**TEXT DES DOKUMENTS**
◇ ◇ ◇ ◇

L 5 KR 622/16

Land
Freistaat Bayern
Sozialgericht
Bayerisches LSG
Sachgebiet
Krankenversicherung
1. Instanz
SG München (FSB)
Aktenzeichen
S 3 KR 1623/14
Datum
2. Instanz
Bayerisches LSG
Aktenzeichen
L 5 KR 622/16
Datum
3. Instanz
-
Aktenzeichen
-
Datum
-
Kategorie
Urteil
Leitsätze

§ 275 Abs. 1c S. 4 ist nicht auf Prüffälle vor dem 01.01.2016 anzuwenden.

 

I. Auf die Berufung der Beklagten werden das Urteil des Sozialgerichts München vom 20.10.2016 aufgehoben und die Klage abgewiesen.

II. Die Klägerin trägt die Kosten des Rechtsstreits in beiden Rechtszügen.

III. Die Revision wird nicht zugelassen.

IV. Der Streitwert wird auf 300,- € festgesetzt.


T a t b e s t a n d :

Streitig ist die Erstattung einer Aufwandspauschale in Höhe von 300 Euro.

Der bei der Beklagten versicherte D im wurde im Krankenhaus der Klägerin vom 14. Juli 2010 bis 4. August 2010 stationär behandelt. Die Klägerin stellte für diesen Aufenthalt am 3. September 2010 gegenüber der Beklagten einen Betrag in Höhe von 3662,31€ in Rechnung. Die Beklagte beauftragte daraufhin am 23. September 2010 den Medizinischen Dienst der Krankenversicherung in Bayern (MDK) mit den Fragestellungen, ob die Nebendiagnosen korrekt kodiert sei, eine medizinische Notwendigkeit zur stationären Behandlung bestand und ob eine Überschreitung der oberen Grenzverweildauer vorlag.

Der MDK gelangte in seiner Stellungnahme vom 2. Dezember 2010 zu dem Ergebnis, dass die stationäre Behandlung des Patienten medizinisch notwendig und auch die gesamte Verweildauer plausibel gewesen sei. Nicht belegt sei jedoch die Nebendiagnose J 96.1, es ergebe sich die Nebendiagnose J 44.99, so dass sich daran anknüpfend die DRG E 75C ergebe. Die von der Klägerin ermittelte DRG E 75 B sei insofern nicht korrekt.

Durch die Nachkodierung war der Behandlungsfall um 866,09 € höher abzurechnen, so dass die Klägerin am 31. Dezember 2010 einen erhöhten Rechnungsbetrag von 4.530,95 € geltend machte. Weiter stellte die Klägerin der Beklagten am 17. Februar 2011 die hier streitige Aufwandspauschale in Höhe von 300 € in Rechnung. Nachdem die Beklagte der Zahlungsaufforderung nicht nachkam, hat die Klägerin am 29. Dezember 2014 Leistungsklage zum Sozialgericht München erhoben. Die Aufwandspauschale sei auch dann zu entrichten, wenn die Prüfung nicht zu einer Minderung, sondern zu einer Erhöhung des Rechnungsbetrages führe. Dass die Klägerin die ursprüngliche Rechnung auf null gesetzt habe, sei unerheblich, da der Gesetzeswortlaut eindeutig auf den Abrechnungsbetrag abstelle. Mithin ziele die Gesetzesintention des § 275 Abs. 1c S. 3 SGB V gerade darauf ab, erheblichen Verwaltungsaufwand für das Krankenhaus durch unspezifische Anfragen der Krankenkasse zur Verschlüsselung der Nebendiagnose als auch zur Verweildauer zu verhindern.

◇ ◇ ◇ ◇

Daten zum Zeigen auf Regionen:
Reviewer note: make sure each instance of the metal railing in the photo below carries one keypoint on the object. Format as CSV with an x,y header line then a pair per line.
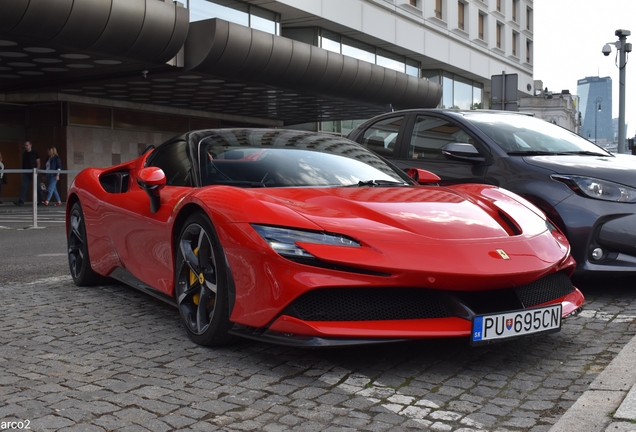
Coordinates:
x,y
35,172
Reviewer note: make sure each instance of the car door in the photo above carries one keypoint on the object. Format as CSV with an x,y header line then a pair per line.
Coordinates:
x,y
424,140
383,137
144,239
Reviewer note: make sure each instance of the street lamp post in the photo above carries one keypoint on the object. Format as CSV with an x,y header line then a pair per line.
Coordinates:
x,y
623,48
598,102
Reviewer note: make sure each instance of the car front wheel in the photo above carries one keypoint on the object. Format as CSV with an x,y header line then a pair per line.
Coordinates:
x,y
77,246
201,283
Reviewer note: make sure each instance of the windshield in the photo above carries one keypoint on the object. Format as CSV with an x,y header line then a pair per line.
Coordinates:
x,y
521,134
282,158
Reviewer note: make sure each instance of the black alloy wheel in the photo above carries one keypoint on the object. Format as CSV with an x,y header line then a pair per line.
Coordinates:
x,y
78,261
201,283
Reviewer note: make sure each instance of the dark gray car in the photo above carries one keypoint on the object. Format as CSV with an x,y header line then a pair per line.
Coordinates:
x,y
589,193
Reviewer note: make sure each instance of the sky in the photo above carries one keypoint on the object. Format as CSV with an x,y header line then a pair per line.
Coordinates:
x,y
568,38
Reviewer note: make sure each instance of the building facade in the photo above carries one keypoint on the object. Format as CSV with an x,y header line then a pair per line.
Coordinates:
x,y
102,79
561,109
596,109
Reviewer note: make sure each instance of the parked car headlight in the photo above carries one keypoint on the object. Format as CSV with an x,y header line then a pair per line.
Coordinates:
x,y
599,189
283,240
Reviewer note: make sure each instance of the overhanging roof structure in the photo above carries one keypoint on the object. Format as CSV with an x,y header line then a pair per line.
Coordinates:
x,y
146,52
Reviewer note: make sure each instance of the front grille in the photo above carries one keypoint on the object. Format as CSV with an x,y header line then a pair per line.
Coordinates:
x,y
368,304
543,290
376,304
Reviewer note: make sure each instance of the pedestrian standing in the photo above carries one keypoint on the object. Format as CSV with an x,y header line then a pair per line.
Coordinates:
x,y
3,179
53,162
30,160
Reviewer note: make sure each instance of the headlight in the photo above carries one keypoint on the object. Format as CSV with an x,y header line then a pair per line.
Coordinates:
x,y
599,189
283,240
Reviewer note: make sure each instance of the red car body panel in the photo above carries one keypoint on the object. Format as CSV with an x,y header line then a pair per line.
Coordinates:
x,y
438,238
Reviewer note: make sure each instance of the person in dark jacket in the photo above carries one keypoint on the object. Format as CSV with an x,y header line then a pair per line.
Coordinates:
x,y
30,160
53,163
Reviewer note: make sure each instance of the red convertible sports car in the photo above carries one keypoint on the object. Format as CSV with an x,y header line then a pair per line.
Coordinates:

◇ ◇ ◇ ◇

**ARBEITSAUFTRAG 1**
Gib an, welchen Betrag die Klägerin laut dem Urteil zur Aufwandspauschale am 3. September 2010 gegenüber der Beklagten in Rechnung stellte.
**ARBEITSAUFTRAG 2**
Schreibe das Urteil zur Aufwandspauschale im Anschluss an seinen letzten Satz weiter.

**ÜBUNGSERGEBNIS 1**
3662,31 €

**ÜBUNGSERGEBNIS 2**
Die Beklagte ist dem entgegengetreten und hat ausgeführt, dass die Aufwandspauschale nicht zu entrichten sei, da das Krankenhaus durch die MDK-Prüfung profitiert habe und es nicht gerecht wäre, wenn die gesetzliche Krankenversicherung in diesem Fall noch eine Aufwandspauschale an das Krankenhaus zu zahlen hätte.

Das Sozialgericht hat die Beklagte antragsgemäß verurteilt und seine Entscheidung darauf gestützt, dass Wortlaut, Systematik und Sinn und Zweck von § 275 Abs. 1c SGB V sowie die vom Gesetzgeber zum 1. Januar 2016 vorgenommene Korrektur der BSG-Rechtsprechung in Satz 4 des § 275 Abs. 1c SGB V, welche nunmehr eine Legaldefinition für den - auch bereits vor Inkrafttreten der Klarstellung verwendeten - Begriff der Prüfung in Satz 1 enthalte. Danach seien sowohl die sachlich-rechnerischen Prüfungen als auch die Auffälligkeitsprüfung vom Begriff der Prüfung umfasst. Da es sich nur um eine Klarstellung durch den Gesetzgeber und nicht um eine Änderung des Gesetzes gehandelt habe, sei diese klarstellende Regelung auch auf Prüfsachverhalte vor dem 01.01.2016 anzuwenden.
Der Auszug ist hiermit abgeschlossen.